## DATA SHOWN:
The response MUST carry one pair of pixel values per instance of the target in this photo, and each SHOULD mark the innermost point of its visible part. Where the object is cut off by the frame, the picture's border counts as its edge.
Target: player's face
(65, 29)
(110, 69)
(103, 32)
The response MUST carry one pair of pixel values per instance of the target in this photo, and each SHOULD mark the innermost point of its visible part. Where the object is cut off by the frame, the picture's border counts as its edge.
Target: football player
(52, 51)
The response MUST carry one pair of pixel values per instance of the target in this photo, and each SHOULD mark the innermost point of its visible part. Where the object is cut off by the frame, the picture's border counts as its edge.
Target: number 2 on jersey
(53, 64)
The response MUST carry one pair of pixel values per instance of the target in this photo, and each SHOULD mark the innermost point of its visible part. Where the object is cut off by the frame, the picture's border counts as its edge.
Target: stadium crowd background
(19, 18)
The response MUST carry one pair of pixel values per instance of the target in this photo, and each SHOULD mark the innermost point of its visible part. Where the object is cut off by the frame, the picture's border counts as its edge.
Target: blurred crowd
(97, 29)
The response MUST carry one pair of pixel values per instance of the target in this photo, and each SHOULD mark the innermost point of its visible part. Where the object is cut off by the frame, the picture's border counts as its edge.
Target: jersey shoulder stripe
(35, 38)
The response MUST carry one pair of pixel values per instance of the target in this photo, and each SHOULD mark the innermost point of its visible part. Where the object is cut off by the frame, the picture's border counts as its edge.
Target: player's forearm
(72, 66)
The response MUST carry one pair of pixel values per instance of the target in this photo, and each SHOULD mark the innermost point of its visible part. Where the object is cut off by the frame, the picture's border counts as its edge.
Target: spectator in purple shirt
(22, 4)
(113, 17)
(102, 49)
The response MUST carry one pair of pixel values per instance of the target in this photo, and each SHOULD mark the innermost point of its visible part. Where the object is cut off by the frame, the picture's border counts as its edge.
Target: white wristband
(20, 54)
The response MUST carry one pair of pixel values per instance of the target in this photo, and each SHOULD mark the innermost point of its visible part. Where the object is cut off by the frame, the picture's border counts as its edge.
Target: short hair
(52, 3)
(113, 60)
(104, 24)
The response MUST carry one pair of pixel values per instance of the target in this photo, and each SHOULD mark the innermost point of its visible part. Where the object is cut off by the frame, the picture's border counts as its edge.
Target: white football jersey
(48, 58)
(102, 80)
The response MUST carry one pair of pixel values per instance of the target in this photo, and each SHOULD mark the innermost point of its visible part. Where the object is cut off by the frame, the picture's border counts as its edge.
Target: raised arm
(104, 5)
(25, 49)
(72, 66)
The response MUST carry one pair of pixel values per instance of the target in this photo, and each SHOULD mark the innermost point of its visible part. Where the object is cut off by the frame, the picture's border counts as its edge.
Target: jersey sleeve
==
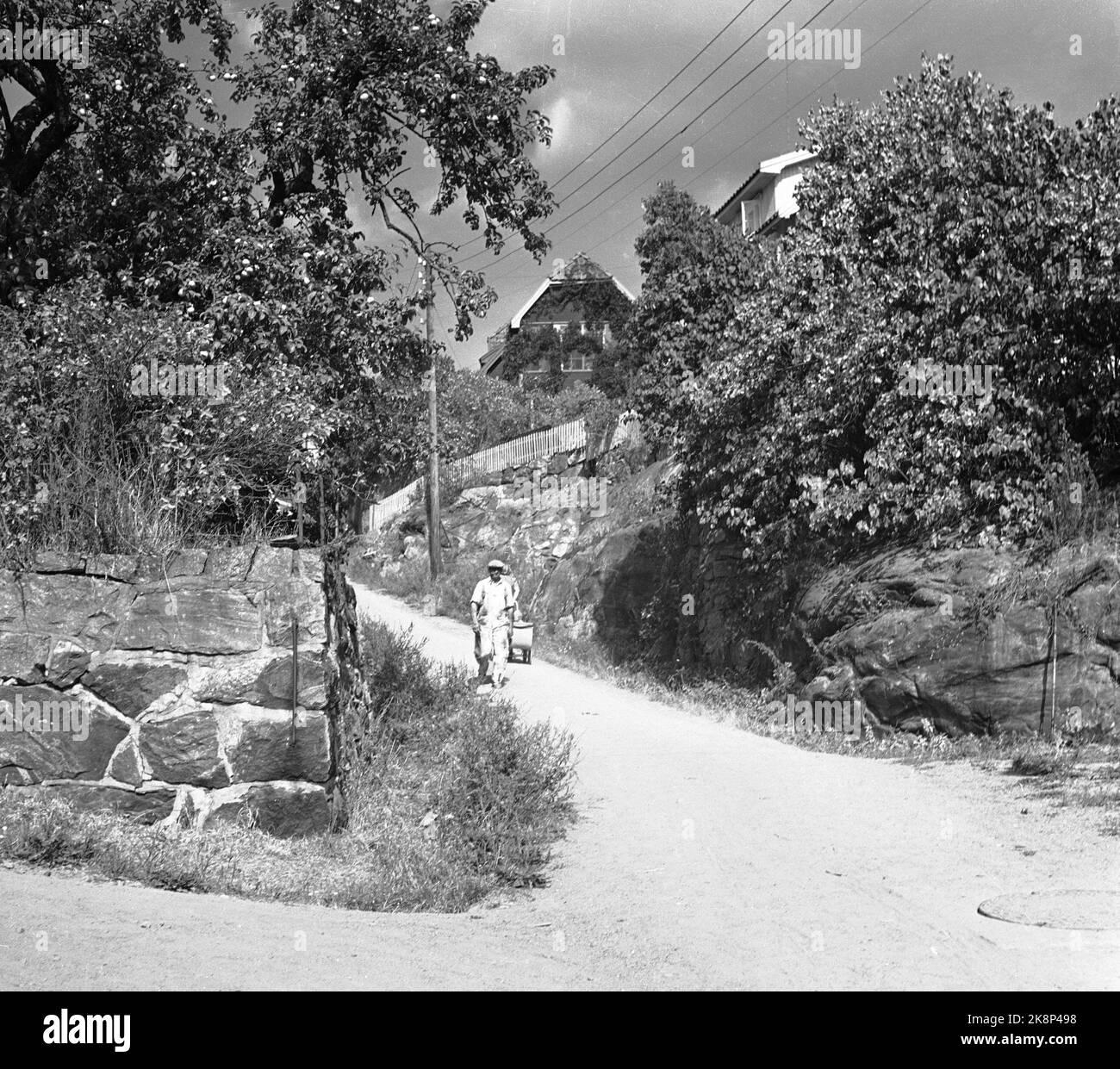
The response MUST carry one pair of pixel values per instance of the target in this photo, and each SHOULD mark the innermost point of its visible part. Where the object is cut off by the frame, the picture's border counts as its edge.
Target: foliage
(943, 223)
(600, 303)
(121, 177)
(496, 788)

## GIVEN TASK:
Find every line in the material that contains the string "white", matching case exactly, and copy each of those lines in full.

## FINAL RESULT:
Target: white wristband
Target: white football jersey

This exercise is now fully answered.